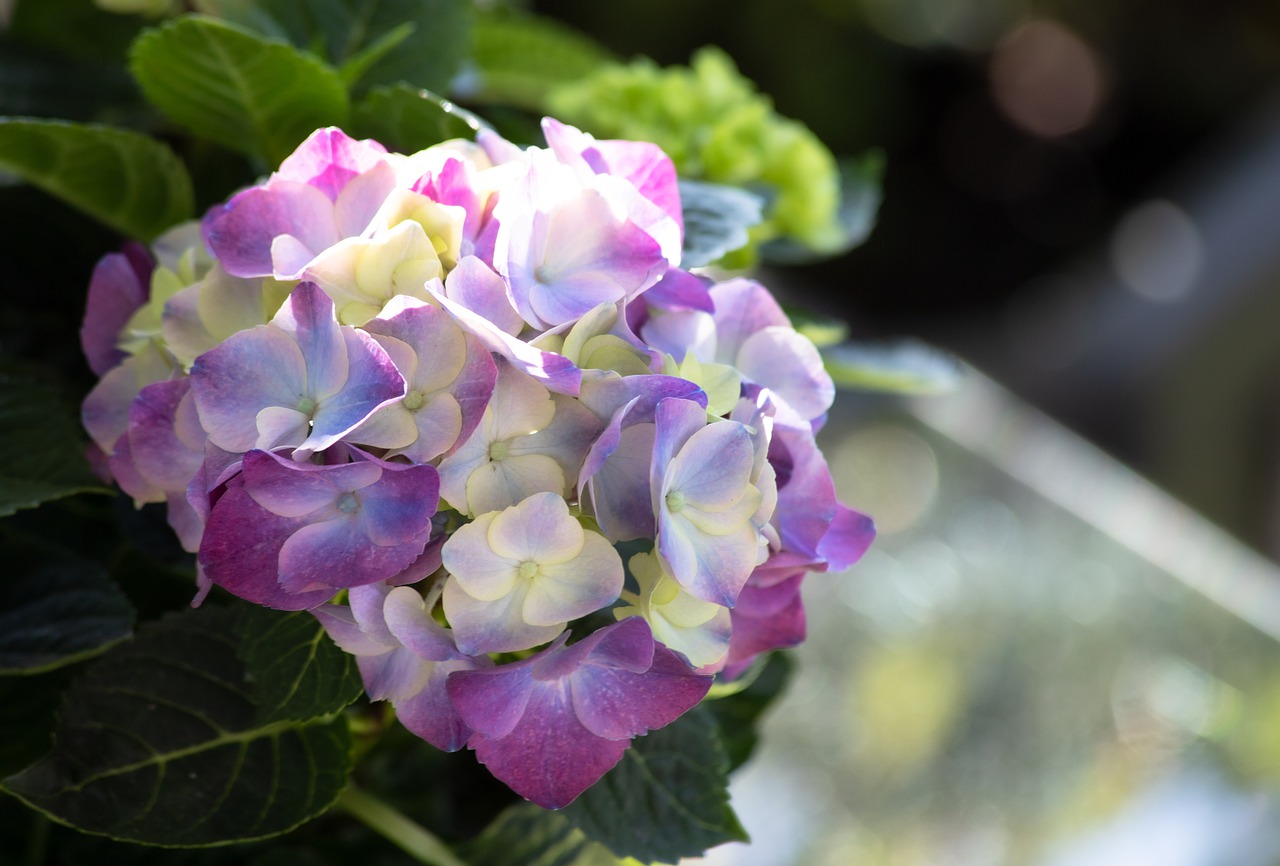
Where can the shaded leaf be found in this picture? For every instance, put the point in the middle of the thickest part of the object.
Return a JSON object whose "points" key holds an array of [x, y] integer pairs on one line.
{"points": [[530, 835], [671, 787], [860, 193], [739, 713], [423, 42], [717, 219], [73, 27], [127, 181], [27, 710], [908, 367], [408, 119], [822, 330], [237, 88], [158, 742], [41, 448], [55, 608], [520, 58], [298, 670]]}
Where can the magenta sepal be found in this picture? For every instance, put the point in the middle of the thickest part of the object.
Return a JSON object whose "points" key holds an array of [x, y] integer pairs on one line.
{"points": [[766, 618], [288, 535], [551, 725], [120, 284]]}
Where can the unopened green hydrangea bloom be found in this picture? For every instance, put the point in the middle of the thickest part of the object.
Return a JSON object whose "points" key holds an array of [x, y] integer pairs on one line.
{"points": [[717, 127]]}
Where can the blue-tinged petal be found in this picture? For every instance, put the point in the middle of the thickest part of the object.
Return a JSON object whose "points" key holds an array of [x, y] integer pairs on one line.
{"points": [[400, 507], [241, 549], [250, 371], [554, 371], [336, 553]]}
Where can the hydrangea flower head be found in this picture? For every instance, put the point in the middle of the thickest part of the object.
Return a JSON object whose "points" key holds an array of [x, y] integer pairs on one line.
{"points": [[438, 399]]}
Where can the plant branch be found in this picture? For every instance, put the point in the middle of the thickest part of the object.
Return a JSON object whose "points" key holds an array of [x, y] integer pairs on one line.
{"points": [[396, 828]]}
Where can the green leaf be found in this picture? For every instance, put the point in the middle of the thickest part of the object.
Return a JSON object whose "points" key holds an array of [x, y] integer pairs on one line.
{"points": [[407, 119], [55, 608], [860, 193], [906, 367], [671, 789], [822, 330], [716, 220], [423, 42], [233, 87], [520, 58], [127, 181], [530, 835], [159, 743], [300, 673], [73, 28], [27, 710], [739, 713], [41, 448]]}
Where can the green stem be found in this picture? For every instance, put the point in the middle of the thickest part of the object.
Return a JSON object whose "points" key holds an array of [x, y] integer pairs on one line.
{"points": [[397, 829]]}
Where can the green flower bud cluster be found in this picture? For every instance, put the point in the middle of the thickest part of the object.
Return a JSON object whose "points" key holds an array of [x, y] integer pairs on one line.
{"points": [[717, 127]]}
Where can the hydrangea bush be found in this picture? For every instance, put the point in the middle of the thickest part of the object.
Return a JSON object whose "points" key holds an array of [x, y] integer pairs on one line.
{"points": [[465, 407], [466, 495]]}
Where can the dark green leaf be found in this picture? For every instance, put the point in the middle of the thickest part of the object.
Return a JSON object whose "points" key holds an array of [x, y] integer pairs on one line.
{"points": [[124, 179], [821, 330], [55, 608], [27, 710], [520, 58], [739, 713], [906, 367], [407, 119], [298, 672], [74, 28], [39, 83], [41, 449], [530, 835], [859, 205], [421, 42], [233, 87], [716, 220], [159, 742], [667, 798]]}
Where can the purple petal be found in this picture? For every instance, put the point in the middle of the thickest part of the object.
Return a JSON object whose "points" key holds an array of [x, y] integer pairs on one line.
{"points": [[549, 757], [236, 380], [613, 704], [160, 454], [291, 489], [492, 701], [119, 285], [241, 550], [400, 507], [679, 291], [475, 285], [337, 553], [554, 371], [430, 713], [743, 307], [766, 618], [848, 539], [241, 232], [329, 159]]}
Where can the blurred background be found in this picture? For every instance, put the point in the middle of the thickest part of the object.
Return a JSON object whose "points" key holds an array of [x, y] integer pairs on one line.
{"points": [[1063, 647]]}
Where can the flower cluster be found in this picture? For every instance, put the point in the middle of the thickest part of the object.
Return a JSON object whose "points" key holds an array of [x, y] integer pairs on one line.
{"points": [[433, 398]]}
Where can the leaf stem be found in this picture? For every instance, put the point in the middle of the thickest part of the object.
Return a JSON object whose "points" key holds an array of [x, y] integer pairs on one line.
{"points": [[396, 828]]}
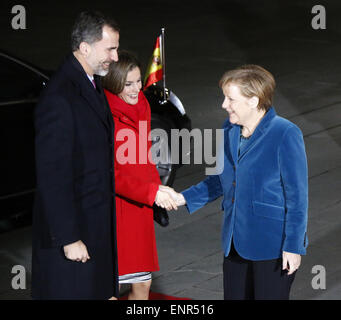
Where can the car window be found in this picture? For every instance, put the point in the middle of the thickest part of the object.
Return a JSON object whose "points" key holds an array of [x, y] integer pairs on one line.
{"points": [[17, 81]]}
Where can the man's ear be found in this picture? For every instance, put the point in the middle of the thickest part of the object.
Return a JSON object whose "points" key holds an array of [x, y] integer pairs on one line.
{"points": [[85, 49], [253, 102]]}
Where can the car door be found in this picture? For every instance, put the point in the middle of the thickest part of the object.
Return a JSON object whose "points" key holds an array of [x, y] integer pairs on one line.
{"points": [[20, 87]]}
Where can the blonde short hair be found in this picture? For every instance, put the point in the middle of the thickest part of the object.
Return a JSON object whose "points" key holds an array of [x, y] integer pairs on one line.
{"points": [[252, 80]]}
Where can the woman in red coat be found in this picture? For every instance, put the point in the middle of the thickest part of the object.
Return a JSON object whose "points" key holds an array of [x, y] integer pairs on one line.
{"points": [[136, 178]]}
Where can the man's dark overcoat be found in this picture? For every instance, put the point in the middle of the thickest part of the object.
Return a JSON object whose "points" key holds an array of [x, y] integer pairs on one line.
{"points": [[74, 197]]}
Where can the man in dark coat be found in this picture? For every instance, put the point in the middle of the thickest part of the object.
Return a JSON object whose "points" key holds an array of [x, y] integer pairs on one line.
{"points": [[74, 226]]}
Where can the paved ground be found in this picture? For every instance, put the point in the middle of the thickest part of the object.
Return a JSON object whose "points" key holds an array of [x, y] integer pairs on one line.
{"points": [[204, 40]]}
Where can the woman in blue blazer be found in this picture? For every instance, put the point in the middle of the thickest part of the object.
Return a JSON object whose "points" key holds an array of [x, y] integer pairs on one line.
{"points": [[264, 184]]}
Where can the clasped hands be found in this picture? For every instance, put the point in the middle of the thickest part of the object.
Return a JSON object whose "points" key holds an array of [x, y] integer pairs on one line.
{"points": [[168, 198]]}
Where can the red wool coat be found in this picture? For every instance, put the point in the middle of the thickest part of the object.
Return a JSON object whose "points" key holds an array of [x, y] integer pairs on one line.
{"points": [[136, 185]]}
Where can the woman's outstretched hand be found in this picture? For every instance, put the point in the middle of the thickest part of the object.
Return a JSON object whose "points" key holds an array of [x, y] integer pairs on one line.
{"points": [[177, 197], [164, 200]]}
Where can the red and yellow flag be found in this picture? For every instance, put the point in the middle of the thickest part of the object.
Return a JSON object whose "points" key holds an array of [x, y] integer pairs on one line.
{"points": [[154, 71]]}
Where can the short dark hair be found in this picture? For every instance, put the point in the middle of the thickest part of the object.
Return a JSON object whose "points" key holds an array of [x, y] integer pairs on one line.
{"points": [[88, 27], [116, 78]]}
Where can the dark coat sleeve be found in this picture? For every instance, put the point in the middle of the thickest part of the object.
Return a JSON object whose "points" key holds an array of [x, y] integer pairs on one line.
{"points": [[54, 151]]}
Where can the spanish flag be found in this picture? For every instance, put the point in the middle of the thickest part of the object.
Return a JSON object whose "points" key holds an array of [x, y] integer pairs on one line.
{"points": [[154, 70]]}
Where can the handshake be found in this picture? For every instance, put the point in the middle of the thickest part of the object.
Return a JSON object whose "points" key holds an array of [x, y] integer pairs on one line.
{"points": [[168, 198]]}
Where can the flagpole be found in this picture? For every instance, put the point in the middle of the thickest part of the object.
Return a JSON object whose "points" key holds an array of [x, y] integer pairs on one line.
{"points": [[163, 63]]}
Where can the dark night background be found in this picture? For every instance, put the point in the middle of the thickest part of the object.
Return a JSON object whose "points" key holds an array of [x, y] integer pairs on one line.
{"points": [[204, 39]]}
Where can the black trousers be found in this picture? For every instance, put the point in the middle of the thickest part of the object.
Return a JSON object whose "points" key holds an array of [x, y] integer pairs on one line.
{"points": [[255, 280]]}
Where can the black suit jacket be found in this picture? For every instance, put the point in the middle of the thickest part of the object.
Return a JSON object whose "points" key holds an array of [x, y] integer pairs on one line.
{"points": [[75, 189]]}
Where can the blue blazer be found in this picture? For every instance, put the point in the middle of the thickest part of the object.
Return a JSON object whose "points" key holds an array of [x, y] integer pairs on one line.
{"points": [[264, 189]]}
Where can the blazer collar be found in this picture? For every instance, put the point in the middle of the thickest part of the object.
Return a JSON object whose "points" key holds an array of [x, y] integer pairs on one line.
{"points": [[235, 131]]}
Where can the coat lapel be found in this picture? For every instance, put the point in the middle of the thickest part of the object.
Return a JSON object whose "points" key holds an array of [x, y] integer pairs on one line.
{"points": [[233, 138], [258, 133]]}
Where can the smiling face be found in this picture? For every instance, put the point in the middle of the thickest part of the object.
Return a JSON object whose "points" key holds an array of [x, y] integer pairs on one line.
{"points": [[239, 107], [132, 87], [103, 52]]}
────────────────────
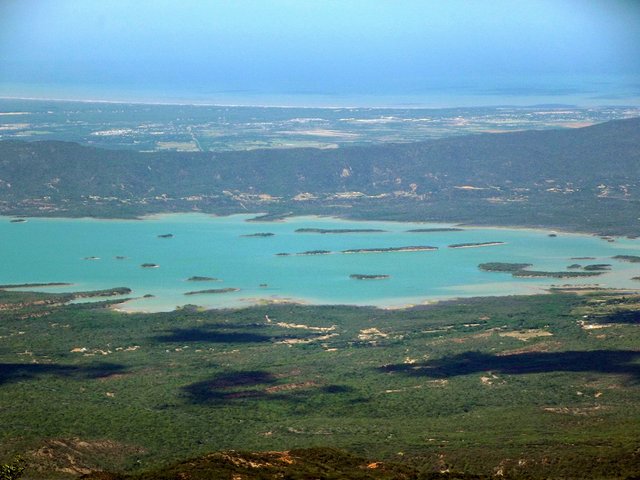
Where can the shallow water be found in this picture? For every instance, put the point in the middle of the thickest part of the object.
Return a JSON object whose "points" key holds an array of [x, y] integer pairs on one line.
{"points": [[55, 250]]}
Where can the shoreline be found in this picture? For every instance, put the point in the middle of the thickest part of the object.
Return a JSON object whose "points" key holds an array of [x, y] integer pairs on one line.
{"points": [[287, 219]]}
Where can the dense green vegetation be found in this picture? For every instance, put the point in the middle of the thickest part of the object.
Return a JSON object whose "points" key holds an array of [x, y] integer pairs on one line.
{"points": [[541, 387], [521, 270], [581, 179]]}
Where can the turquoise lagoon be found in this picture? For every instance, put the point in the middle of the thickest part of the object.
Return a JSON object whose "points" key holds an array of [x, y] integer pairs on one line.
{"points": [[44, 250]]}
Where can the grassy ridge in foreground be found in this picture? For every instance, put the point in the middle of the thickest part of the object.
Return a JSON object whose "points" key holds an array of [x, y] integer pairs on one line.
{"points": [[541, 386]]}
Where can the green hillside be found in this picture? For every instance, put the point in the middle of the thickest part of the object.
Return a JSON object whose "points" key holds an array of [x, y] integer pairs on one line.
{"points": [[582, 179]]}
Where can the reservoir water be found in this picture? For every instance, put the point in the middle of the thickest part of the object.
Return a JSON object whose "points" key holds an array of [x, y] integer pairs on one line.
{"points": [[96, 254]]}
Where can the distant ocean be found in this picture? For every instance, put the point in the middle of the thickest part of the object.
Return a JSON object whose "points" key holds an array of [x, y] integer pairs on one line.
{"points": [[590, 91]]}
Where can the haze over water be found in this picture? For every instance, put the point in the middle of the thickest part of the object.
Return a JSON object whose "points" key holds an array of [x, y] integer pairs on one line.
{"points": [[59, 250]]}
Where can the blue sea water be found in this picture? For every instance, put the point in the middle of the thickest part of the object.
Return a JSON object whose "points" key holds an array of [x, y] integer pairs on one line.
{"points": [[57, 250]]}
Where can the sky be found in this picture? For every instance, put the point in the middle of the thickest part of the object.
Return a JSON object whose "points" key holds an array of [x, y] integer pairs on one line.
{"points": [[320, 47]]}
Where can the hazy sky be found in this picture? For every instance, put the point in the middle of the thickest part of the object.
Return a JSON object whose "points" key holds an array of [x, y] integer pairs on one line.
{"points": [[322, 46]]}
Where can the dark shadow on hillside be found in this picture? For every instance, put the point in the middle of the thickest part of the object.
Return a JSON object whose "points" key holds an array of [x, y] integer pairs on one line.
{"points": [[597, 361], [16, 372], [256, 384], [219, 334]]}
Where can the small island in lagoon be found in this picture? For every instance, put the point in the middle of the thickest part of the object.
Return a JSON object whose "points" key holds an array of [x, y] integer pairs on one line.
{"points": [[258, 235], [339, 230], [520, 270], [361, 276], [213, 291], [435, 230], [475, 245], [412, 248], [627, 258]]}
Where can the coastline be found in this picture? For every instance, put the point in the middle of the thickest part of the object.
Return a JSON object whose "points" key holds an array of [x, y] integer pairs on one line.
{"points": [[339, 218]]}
────────────────────
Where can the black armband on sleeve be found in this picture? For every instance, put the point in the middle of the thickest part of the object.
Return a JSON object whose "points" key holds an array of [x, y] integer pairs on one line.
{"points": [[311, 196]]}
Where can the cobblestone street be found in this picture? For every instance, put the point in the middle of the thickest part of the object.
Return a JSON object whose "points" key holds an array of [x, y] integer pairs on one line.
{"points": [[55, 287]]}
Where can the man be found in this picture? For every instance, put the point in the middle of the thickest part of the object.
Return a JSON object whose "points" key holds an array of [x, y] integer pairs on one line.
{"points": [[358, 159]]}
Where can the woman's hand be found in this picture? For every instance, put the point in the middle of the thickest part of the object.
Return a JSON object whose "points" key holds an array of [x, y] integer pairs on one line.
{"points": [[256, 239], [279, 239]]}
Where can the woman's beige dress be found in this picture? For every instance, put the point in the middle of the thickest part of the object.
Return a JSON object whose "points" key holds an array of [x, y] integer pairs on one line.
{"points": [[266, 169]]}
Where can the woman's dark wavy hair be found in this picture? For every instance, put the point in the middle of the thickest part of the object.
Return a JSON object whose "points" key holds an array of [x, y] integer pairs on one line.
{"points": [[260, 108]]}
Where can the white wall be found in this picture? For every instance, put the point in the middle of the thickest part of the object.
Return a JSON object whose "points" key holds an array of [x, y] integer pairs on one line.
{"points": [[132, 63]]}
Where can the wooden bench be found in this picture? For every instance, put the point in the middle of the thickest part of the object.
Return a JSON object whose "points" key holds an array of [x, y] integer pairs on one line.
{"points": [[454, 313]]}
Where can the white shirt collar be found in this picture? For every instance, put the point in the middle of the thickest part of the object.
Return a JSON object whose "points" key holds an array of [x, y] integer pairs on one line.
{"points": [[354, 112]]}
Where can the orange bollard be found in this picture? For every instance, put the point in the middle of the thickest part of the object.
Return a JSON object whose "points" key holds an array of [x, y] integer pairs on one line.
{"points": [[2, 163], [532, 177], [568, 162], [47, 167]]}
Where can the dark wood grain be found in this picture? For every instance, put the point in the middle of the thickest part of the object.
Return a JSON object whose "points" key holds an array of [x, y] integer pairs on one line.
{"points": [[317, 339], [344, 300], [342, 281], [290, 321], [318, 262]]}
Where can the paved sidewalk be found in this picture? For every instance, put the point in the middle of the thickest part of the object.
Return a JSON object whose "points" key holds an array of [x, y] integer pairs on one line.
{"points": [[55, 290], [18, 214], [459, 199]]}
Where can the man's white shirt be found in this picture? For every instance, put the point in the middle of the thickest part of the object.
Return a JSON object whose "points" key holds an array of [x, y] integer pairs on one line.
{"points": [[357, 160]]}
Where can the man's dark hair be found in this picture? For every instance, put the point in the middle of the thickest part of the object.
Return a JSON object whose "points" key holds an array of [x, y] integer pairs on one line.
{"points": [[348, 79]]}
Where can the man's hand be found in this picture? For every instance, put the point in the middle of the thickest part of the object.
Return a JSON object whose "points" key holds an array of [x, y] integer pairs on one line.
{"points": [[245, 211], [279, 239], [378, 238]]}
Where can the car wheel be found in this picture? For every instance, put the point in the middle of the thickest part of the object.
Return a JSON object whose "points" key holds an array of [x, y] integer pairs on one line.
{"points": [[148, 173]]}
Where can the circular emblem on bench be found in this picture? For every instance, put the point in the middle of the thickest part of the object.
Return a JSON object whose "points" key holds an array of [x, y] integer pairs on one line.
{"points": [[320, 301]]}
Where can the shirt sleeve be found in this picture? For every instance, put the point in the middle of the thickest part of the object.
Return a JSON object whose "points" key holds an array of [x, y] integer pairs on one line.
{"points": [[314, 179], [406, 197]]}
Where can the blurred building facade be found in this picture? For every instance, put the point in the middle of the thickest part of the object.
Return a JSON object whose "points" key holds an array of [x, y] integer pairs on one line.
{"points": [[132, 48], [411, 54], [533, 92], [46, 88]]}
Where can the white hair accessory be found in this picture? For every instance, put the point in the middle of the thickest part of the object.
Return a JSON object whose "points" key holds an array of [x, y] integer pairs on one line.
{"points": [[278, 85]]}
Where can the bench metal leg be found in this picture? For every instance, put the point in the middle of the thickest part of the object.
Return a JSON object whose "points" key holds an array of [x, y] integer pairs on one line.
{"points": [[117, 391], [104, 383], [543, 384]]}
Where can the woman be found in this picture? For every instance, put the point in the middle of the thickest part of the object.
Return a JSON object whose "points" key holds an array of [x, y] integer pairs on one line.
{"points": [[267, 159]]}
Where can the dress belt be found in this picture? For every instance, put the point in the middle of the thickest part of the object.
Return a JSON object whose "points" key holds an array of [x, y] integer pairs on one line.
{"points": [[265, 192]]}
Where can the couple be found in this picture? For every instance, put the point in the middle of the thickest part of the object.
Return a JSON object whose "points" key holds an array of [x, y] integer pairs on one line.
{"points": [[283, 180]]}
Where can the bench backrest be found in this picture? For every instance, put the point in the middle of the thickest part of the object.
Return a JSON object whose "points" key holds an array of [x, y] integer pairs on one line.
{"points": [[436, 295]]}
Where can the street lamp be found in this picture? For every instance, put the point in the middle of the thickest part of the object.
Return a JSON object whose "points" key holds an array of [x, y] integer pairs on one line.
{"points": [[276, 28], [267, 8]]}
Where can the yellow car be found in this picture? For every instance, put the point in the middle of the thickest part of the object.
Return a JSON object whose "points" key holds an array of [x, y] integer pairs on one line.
────────────────────
_Aim_.
Determine how many lines of the records contain the word "yellow", treating uppercase and lowercase as distinct. Give only the number.

_Response_.
2